WHAT TO WORK ON
In the patent policy comments below, give again the part that opens with the words containing "In the area of Internet, software" and closes with "of such inventions.", swapping "novelty" for "originality" throughout.

SUPPLIED PASSAGE
********************

We have discussed this proposal with the US Federal Trade Commission, which has investigated a number of anticompetitive issues relating to standards organizations. Recently the IETF working group on intellectual property has had extensive discussions of the problems of disclosure, including the 13 messages in the thread: " History of IPR in IP Storage WG and Questions It Raises."
It may also be important for the United States to join most countries in the World in adopting more general public interest authority for issuing compulsory licensing of patents. It is simply too expensive and too difficult to use antitrust laws to address cases where compulsory licenses may be appropriate on policy grounds. For example, suppose the recent BT patent on hypertext linking was held to be valid. It would have given BT a virtual monopoly on the Web. This would have been intolerable from a public policy point of view. Likewise, there is growing evidence that many areas of medical research and development are hindered by abusive and restrictive licensing practices by patent owners. We need better tools to address these problems. We note here that Roche recently used a German compulsory licensing provision to obtain a voluntary license from Chiron for an important product involving the screening of blood for the HIV virus.
The WTO TRIPS rules on patents contain two important areas that may present problems for rational policy making. First, the Article 27.1 provisions on discrimination by field of technology may make it difficult for countries to have patent provisions that are tailored to the particular problems in some sectors of the economy. Here we note that the recent Canadian "Bolar" case seemed to provide some room to maneuver on this issue. We note also the European Union has recently adopted a directive in the area of biotechnology that created a mandatory compulsory licensing program for certain agriculture inventions, which illustrates how one can target a sector of the economy that requires a special policy tool. It may be useful to think about special compulsory licensing authorities in the areas of information technologies, software or medical inventions. The TRIPS or the SPLT should not preclude this.
Second, the TRIPS has a restriction on compulsory licensing relating to the export of products, under Article 31.f. If a country such as the United States adopted a public interest compulsory licensing procedure for information technologies or Internet standards, Article 31.f would present a major problem.
In our opinion, these issues are very important to small businesses and non-profit organizations, as well as the public at large. We do not think the USPTO should only consider the impact of the treaty on US patent owners, but also on persons who are impacted by patents.
In the area of Internet, software and business methods patents, as well as patents in the life sciences area, both US and foreign patents are relevant to US citizens. A foreign patent on an Internet standard is as problematic as a US patent, even though it is quite difficult for a US small business or non-profit organization to challenge the foreign patent on the basis of novelty or utility or relevance. We note again that in recent years the United States has advanced positions in foreign trade negotiations to force developed and developing countries to award patents on software and business methods, including countries that have very little capacity to effectively judge the novelty of such inventions.
Thank you for the opportunity to provide these comments.

********************

RAW DATA
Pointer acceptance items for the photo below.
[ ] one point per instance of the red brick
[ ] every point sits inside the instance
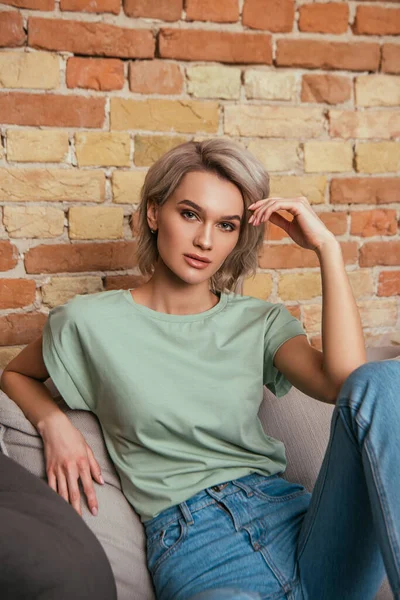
(223, 11)
(318, 54)
(272, 15)
(329, 89)
(32, 4)
(124, 282)
(329, 17)
(8, 256)
(290, 256)
(17, 293)
(11, 29)
(316, 342)
(96, 6)
(365, 190)
(336, 222)
(376, 20)
(222, 46)
(166, 10)
(389, 283)
(21, 328)
(95, 73)
(97, 39)
(367, 223)
(391, 58)
(78, 258)
(380, 253)
(18, 108)
(155, 77)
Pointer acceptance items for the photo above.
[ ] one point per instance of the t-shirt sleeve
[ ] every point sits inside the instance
(280, 326)
(65, 357)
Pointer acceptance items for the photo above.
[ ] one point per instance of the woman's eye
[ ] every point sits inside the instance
(189, 212)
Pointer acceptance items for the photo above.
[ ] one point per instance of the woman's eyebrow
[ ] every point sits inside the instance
(197, 207)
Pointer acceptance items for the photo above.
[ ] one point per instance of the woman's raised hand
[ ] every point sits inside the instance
(306, 228)
(68, 459)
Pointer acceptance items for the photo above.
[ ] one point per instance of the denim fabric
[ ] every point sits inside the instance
(264, 538)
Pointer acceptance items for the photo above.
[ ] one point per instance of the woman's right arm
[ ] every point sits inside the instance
(67, 455)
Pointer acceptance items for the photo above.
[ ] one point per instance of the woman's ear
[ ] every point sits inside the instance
(152, 213)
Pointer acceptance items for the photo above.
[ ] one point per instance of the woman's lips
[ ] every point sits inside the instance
(197, 264)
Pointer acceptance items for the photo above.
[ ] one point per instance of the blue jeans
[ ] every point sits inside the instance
(262, 537)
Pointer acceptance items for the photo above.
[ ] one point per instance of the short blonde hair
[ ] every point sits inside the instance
(228, 160)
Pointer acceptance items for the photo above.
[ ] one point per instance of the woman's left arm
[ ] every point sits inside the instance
(318, 374)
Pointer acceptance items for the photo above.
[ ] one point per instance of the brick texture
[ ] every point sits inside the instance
(94, 92)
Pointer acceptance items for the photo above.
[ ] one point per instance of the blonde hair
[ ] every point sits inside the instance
(228, 160)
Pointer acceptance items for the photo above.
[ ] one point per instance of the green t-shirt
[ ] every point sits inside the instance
(177, 396)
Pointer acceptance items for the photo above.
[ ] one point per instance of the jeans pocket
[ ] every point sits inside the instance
(163, 544)
(277, 489)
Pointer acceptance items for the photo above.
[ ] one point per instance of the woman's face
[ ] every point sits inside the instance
(209, 229)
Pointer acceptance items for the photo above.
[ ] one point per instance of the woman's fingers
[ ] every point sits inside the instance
(73, 488)
(52, 480)
(88, 487)
(62, 488)
(94, 466)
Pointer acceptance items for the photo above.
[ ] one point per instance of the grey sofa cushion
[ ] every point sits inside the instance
(302, 423)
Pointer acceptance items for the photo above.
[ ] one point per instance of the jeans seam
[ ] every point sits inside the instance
(384, 506)
(300, 553)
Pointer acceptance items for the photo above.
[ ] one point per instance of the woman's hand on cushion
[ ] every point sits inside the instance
(68, 459)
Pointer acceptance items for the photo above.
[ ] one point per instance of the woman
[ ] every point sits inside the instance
(46, 551)
(174, 369)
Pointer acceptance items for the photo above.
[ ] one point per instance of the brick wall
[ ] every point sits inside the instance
(92, 92)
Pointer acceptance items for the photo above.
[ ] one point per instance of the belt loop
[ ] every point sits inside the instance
(186, 513)
(247, 489)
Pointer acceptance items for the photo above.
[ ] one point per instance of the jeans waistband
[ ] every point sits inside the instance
(201, 499)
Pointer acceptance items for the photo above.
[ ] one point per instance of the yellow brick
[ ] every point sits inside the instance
(273, 121)
(377, 90)
(126, 186)
(384, 124)
(7, 353)
(267, 85)
(36, 145)
(33, 221)
(328, 156)
(311, 186)
(149, 148)
(183, 116)
(299, 286)
(33, 70)
(312, 318)
(208, 81)
(102, 148)
(96, 223)
(259, 286)
(63, 289)
(377, 157)
(378, 313)
(51, 185)
(277, 155)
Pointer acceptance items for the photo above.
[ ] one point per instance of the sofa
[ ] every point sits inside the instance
(301, 422)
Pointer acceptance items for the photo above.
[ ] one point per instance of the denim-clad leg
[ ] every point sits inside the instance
(351, 531)
(264, 538)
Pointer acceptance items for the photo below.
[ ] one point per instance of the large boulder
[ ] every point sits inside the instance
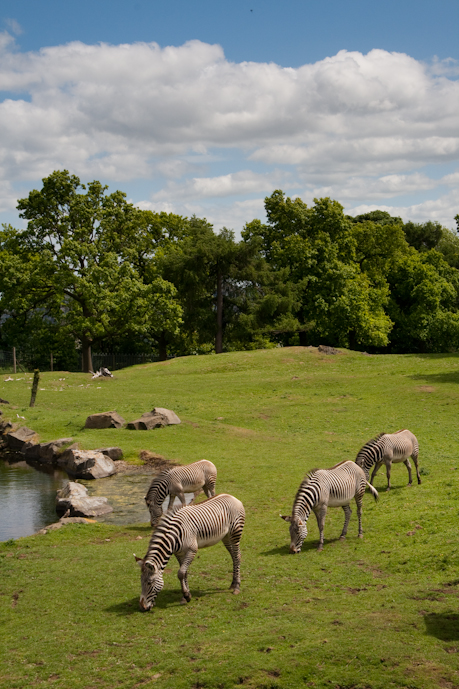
(115, 453)
(74, 501)
(106, 419)
(168, 414)
(154, 419)
(86, 464)
(19, 438)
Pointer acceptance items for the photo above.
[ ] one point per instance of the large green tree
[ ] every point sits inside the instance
(317, 246)
(77, 259)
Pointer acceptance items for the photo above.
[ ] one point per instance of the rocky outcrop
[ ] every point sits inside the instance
(106, 419)
(19, 438)
(115, 453)
(325, 349)
(154, 419)
(73, 501)
(86, 464)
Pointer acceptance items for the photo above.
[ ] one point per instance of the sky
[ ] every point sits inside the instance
(207, 107)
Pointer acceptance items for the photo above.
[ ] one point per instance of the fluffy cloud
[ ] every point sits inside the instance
(353, 126)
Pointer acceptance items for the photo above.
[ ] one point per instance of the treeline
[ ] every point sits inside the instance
(91, 270)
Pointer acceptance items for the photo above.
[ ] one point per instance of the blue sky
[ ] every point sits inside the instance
(207, 107)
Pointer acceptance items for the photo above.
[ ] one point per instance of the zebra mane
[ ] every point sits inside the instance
(371, 443)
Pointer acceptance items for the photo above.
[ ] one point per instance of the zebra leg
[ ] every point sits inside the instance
(378, 465)
(388, 467)
(347, 515)
(415, 456)
(358, 502)
(235, 552)
(185, 560)
(320, 516)
(407, 463)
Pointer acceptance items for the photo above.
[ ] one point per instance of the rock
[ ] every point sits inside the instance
(171, 416)
(115, 453)
(5, 426)
(49, 452)
(325, 349)
(154, 419)
(86, 464)
(147, 422)
(22, 436)
(73, 500)
(106, 419)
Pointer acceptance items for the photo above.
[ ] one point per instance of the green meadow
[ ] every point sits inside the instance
(373, 613)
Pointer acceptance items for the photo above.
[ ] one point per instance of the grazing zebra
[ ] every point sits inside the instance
(323, 488)
(388, 449)
(181, 533)
(175, 482)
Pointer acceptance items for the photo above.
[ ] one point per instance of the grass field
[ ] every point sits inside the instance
(372, 613)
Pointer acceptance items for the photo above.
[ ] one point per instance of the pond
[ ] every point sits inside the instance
(28, 497)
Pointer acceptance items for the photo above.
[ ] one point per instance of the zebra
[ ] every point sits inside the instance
(388, 448)
(323, 488)
(174, 482)
(181, 533)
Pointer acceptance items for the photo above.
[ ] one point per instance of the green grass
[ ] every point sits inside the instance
(381, 612)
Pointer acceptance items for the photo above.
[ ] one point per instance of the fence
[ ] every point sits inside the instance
(14, 362)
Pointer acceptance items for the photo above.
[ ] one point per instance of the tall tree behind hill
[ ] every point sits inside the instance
(77, 253)
(317, 246)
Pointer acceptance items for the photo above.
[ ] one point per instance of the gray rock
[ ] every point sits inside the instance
(20, 437)
(49, 452)
(168, 414)
(115, 453)
(73, 500)
(154, 419)
(147, 422)
(106, 419)
(86, 464)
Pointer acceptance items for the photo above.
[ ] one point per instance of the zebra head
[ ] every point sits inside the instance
(151, 580)
(298, 532)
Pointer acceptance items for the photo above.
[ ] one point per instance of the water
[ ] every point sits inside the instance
(27, 498)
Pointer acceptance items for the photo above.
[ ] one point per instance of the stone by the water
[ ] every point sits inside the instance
(106, 419)
(73, 500)
(86, 464)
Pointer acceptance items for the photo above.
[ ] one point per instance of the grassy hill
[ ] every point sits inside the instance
(381, 612)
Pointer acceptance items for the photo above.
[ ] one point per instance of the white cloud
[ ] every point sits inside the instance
(358, 126)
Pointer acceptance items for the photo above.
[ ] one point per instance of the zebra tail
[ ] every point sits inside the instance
(373, 491)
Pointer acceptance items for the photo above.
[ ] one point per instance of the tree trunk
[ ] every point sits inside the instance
(162, 346)
(219, 335)
(87, 357)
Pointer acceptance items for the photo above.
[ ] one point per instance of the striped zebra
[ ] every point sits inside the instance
(388, 449)
(323, 488)
(181, 533)
(175, 482)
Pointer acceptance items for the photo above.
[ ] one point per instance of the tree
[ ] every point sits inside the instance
(77, 259)
(210, 272)
(317, 247)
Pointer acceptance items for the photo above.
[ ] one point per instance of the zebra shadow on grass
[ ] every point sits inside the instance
(443, 625)
(306, 547)
(165, 600)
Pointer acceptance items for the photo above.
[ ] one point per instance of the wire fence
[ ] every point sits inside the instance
(13, 361)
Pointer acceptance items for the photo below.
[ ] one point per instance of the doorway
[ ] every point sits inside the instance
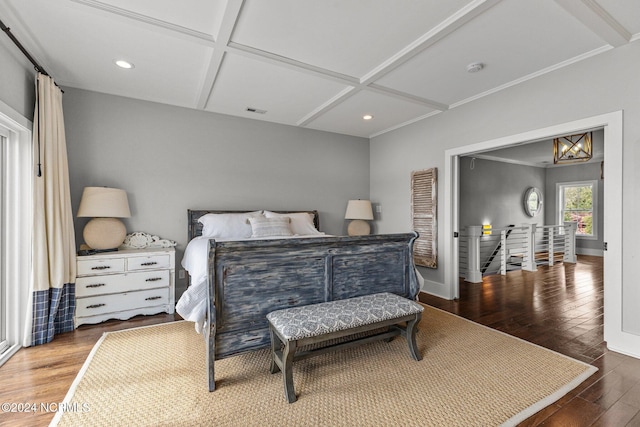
(617, 339)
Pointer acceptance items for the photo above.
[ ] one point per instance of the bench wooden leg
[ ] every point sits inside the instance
(275, 347)
(411, 336)
(288, 354)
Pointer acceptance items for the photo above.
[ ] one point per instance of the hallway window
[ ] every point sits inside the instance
(577, 202)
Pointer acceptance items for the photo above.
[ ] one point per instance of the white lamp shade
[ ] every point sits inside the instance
(104, 202)
(359, 209)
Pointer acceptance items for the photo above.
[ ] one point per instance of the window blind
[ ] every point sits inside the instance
(424, 185)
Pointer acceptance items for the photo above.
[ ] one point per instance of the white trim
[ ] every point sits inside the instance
(617, 339)
(590, 252)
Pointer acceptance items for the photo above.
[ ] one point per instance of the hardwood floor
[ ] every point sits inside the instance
(43, 374)
(558, 307)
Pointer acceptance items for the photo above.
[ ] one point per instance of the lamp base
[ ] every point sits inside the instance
(358, 227)
(104, 233)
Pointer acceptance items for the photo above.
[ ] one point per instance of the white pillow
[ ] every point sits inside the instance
(227, 226)
(270, 227)
(301, 222)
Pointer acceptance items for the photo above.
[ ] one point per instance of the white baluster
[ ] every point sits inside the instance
(570, 242)
(473, 264)
(529, 261)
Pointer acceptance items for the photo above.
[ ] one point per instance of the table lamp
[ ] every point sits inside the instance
(104, 205)
(359, 211)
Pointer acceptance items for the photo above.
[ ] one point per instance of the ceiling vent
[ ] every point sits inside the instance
(475, 67)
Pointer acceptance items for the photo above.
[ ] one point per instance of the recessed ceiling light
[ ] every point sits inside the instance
(475, 67)
(124, 64)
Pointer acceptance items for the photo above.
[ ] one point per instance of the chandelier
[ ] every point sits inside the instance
(572, 148)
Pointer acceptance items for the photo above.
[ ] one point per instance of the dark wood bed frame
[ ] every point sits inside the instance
(249, 279)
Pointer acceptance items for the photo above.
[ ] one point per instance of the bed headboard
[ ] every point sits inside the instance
(194, 228)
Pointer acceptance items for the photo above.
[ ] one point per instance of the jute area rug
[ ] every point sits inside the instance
(470, 375)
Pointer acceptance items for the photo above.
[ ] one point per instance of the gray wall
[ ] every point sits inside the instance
(17, 79)
(492, 192)
(598, 85)
(171, 159)
(582, 172)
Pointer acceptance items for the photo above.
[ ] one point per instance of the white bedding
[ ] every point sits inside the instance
(192, 305)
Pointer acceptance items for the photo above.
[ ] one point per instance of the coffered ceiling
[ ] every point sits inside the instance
(320, 64)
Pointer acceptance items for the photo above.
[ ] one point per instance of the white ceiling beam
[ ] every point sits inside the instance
(407, 97)
(292, 64)
(446, 27)
(229, 20)
(598, 20)
(153, 23)
(339, 98)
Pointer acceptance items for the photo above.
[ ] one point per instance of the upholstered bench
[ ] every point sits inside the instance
(295, 327)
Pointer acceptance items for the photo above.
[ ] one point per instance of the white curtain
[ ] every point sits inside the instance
(52, 302)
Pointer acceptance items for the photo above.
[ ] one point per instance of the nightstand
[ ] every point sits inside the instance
(123, 284)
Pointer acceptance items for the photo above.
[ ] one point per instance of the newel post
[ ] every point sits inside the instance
(529, 261)
(570, 242)
(473, 274)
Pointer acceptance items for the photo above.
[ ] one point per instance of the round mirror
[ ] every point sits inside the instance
(532, 201)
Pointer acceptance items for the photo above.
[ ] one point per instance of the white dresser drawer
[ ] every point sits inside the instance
(124, 283)
(116, 283)
(148, 262)
(102, 304)
(100, 266)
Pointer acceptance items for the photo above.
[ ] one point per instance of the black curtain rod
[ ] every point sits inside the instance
(22, 49)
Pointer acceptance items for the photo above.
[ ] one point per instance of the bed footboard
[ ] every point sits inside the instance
(249, 279)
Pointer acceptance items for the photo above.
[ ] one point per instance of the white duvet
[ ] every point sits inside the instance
(192, 305)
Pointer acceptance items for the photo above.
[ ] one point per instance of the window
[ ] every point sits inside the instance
(577, 201)
(15, 225)
(424, 199)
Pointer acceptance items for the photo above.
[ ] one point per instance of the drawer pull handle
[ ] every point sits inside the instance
(95, 285)
(95, 305)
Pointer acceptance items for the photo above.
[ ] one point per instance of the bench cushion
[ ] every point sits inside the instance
(319, 319)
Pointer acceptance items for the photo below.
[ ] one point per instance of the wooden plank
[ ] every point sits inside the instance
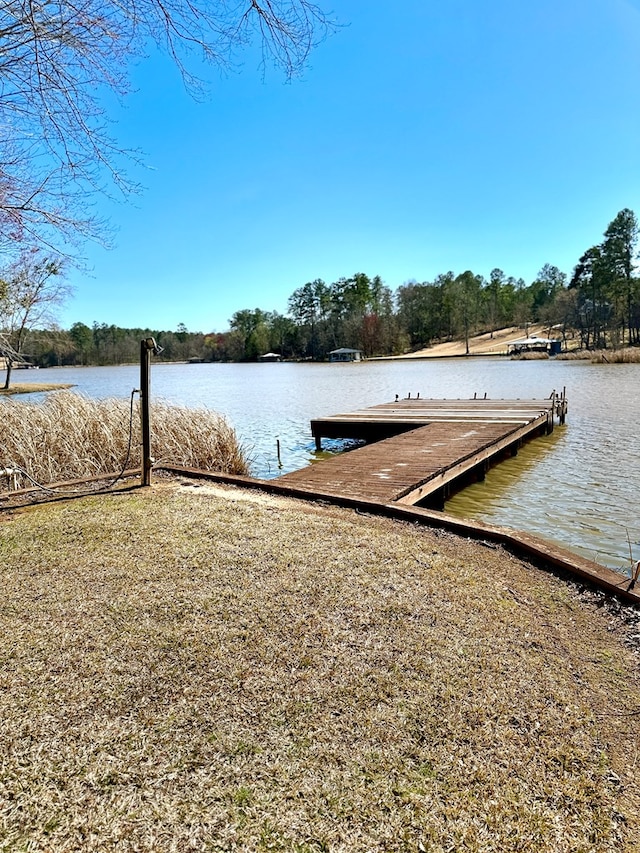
(420, 446)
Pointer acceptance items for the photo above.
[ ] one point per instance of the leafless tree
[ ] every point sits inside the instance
(31, 289)
(57, 59)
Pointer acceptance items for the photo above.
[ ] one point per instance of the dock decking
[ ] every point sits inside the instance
(422, 449)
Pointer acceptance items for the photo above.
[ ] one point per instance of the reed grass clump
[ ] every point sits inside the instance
(628, 355)
(69, 436)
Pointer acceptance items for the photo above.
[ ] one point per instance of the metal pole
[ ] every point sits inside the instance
(145, 364)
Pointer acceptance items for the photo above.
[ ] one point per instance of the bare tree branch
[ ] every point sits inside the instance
(58, 57)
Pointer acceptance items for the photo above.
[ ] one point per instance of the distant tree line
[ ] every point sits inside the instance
(600, 302)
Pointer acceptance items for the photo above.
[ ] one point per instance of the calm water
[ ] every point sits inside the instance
(579, 487)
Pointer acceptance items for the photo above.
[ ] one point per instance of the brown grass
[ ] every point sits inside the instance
(34, 387)
(69, 436)
(530, 356)
(208, 669)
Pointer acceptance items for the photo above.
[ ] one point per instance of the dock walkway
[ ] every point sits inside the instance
(423, 449)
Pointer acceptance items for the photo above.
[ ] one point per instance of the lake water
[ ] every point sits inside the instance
(579, 487)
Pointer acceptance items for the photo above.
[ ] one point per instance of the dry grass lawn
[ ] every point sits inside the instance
(189, 668)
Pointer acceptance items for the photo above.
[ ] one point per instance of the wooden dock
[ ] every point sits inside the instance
(422, 450)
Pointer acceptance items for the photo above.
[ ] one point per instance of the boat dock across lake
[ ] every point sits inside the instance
(419, 450)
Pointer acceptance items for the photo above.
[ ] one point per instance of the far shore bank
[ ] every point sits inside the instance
(263, 671)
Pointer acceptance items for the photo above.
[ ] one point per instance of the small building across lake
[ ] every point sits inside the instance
(345, 354)
(535, 344)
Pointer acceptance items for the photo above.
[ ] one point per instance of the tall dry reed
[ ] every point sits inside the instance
(70, 436)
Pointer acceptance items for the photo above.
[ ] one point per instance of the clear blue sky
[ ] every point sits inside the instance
(424, 137)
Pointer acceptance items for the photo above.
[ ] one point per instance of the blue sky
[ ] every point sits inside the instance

********************

ANSWER AREA
In the area of Internet, software and business methods patents, as well as patents in the life sciences area, both US and foreign patents are relevant to US citizens. A foreign patent on an Internet standard is as problematic as a US patent, even though it is quite difficult for a US small business or non-profit organization to challenge the foreign patent on the basis of originality or utility or relevance. We note again that in recent years the United States has advanced positions in foreign trade negotiations to force developed and developing countries to award patents on software and business methods, including countries that have very little capacity to effectively judge the originality of such inventions.